** begin TEXT **
While there are plenty of models out there who are obviously not getting their three hot meals a day, with her lanky build and androgynous figure, O'Connor, 28, is clearly naturally thin. There is a debate to be had about why being thin seems to be a prerequisite for models, but it might have served the press's purposes better if they had picked a sallow-faced, hollow-eyed frail young thing - of whom there are many to be found on the catwalks - to illustrate their point.
But perhaps it's no surprise O'Connor was chosen, if only because she is one of the most recognisable models in Britain. Her painterly, angular features have made her hugely successful and she has worked for most top designers, from Armani to Versace, though she is probably best known in this country for starring in Marks & Spencer's highly successful current campaign. She is now about to front an M&S financial initiative to lure big-name models to London, who normally give the city's fashion week a miss.
** end TEXT **
- WRITTEN EXERCISE 1:
Answer these questions from the article about the model O'Connor:
(a) How old is O'Connor?
(b) Which retailer's campaign is she probably best known for in Britain?
(c) What is the financial initiative she is about to front meant to do?
- WRITTEN EXERCISE 2: Write one more paragraph that carries on the article about the model O'Connor after its final sentence.
** begin RAW DATA **
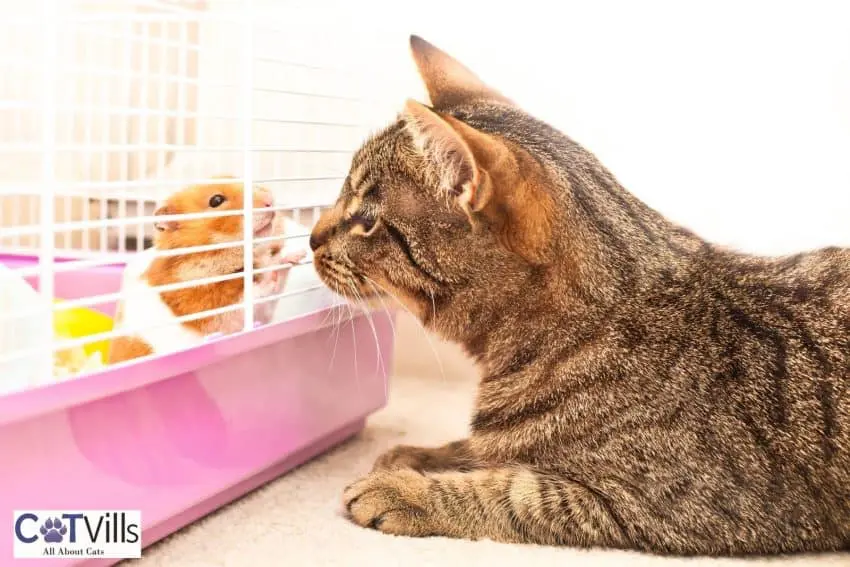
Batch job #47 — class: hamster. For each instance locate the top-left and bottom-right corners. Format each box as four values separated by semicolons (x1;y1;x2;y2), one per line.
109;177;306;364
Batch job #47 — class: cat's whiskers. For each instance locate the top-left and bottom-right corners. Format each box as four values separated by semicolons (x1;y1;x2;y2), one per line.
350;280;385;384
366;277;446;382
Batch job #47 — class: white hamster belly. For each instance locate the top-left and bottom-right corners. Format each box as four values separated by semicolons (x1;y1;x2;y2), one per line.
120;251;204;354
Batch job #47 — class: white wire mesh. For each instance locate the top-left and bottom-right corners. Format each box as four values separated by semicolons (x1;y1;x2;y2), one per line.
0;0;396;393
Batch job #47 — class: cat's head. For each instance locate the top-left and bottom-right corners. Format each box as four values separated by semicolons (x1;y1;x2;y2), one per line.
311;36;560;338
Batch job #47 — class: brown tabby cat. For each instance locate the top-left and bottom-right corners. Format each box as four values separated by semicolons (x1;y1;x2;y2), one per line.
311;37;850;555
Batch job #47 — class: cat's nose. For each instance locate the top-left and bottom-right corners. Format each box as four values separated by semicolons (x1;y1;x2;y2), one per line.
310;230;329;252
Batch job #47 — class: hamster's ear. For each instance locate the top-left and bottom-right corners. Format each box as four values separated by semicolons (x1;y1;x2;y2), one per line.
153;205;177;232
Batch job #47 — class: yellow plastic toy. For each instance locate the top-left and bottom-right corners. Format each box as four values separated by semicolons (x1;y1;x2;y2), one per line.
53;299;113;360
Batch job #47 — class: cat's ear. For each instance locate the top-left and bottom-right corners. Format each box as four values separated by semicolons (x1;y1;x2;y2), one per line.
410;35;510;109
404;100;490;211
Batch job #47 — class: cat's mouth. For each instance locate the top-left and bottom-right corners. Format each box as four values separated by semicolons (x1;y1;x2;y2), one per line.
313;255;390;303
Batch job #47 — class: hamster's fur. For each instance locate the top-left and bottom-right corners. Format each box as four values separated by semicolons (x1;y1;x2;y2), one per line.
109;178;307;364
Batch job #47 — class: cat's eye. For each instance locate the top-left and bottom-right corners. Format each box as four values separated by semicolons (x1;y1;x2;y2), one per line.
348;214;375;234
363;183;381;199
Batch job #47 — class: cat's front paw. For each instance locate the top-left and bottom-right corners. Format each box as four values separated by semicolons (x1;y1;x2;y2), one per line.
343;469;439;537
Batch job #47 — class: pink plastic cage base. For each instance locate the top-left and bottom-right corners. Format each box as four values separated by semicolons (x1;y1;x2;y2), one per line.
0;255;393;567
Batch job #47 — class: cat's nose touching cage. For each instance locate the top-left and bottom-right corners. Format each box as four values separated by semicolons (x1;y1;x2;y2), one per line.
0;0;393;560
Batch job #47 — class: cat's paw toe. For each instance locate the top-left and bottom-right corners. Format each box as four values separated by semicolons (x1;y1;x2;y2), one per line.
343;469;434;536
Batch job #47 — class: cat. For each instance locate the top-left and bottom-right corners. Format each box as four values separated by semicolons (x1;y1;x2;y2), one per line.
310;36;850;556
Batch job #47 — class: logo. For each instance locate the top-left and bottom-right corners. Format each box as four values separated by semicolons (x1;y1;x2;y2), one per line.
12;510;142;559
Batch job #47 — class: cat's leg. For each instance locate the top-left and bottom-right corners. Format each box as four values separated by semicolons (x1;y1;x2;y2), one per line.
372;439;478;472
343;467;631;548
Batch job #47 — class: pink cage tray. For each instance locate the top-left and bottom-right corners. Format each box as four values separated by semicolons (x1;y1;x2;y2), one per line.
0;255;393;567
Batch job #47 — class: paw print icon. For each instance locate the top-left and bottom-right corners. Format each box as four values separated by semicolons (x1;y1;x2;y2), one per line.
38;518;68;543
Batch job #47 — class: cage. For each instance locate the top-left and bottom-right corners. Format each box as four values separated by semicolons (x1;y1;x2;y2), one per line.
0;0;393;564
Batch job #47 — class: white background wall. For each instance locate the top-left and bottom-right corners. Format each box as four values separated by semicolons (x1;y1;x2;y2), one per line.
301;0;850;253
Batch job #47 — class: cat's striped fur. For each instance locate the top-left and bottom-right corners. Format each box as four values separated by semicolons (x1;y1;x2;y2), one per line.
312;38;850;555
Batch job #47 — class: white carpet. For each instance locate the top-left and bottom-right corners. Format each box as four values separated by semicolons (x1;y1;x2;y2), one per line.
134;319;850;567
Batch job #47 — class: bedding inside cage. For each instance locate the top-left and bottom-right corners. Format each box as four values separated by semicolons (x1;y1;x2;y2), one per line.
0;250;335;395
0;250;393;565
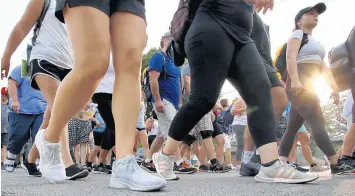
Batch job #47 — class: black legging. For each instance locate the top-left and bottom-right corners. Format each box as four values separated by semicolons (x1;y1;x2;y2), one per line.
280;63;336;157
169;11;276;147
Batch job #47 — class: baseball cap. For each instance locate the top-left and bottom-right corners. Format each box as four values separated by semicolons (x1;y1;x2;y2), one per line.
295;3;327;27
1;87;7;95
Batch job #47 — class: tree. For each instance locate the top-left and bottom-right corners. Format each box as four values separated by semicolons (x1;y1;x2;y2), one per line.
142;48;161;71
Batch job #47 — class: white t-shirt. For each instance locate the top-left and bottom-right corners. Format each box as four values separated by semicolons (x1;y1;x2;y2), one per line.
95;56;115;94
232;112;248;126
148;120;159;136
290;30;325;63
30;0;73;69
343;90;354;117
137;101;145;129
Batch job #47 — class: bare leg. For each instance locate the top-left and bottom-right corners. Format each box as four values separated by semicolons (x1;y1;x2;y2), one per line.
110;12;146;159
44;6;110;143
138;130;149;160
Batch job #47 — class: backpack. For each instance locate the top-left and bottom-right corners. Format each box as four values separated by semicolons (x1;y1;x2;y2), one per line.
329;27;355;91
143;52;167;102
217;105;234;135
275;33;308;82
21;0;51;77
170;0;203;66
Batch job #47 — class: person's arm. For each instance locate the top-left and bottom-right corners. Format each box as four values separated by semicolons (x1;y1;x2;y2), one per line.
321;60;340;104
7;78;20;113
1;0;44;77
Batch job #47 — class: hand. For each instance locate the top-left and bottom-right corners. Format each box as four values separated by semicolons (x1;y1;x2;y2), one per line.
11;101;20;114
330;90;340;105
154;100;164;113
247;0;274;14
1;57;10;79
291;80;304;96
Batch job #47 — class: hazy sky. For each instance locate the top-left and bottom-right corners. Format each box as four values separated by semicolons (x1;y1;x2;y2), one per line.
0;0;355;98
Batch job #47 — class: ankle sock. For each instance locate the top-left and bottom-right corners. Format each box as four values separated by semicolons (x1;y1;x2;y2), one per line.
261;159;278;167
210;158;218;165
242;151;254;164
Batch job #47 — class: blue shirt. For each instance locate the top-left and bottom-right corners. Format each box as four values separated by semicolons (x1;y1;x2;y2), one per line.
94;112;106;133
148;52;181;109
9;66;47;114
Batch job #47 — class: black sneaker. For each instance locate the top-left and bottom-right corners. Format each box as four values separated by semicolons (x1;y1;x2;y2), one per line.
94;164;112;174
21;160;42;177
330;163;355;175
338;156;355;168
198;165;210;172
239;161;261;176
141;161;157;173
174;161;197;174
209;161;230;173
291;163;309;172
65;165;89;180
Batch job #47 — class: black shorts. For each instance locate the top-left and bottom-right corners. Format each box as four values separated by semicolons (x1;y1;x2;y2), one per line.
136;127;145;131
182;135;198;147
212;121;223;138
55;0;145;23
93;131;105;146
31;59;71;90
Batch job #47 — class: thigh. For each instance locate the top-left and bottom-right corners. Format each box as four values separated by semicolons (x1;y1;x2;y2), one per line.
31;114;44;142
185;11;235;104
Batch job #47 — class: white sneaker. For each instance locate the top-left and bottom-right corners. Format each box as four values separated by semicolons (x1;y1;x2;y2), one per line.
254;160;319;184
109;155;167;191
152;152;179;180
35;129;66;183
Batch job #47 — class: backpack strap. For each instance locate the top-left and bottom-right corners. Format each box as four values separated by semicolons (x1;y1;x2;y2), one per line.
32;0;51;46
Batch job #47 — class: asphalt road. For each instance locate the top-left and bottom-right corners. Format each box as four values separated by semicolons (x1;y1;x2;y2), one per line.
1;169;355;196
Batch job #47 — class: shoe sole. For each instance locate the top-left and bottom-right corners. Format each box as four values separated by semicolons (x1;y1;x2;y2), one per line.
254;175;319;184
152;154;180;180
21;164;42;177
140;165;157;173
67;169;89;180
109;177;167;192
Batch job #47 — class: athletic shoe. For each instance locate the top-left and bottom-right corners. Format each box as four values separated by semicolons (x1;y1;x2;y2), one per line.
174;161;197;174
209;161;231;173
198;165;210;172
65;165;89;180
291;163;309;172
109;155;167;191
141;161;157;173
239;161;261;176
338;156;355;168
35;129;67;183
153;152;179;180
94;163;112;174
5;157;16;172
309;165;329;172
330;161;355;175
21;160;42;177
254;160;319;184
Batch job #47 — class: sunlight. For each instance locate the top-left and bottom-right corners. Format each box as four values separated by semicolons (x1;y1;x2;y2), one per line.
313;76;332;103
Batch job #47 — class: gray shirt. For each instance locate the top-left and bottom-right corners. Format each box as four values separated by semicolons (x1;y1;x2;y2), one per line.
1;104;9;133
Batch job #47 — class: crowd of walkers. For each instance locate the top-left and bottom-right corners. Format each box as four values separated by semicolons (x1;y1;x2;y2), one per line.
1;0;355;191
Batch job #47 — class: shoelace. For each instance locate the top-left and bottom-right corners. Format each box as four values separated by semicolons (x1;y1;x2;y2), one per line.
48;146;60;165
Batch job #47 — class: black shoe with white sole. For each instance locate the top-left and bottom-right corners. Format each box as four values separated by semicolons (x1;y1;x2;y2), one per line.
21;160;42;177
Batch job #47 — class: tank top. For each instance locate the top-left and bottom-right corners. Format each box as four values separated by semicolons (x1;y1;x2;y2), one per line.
** end RAW DATA **
- RESULT 1:
(a) 28.
(b) Marks & Spencer's.
(c) It is meant to lure big-name models to London. These models normally give the city's fashion week a miss.

- RESULT 2:
Born and raised near Walsall, where her parents live and to which she returns frequently, yet a favourite among Paris's designers: it is this combination of elegance and normality, glamour and visible intelligence, that has been a major part of her appeal. With the exception of a relatively high-profile relationship with broadcaster Jamie Theakston, O'Connor has always kept her private life just that: no rock star boyfriends ("I know - and I dare to call myself a model . . ."); no drugs ("It's not a moral stance, they're just not me"); and a preference for reading - her favourite book is Wuthering Heights - and seeing her friends. She is currently in a long-term relationship with a television news producer and her cheeks turn pink when talking about their hearty weekend bicycle rides and camping trips. The closest she has come to scandal was last year - not when she was photographed falling drunk out of a nightclub, but when she publicly distanced herself from the diamond company De Beers, for ethical reasons. Even the way she began her career - she was spotted at a Clothes Show event when she was a teenager - has a pleasing smack of normality to it. Her father and mother work, respectively, in a welding factory and a nursery school and, before O'Connor left school at 16 to go into modelling, she was planning to be a schoolteacher. Such a down-to-earth background and attitude is refreshingly unusual in fashion.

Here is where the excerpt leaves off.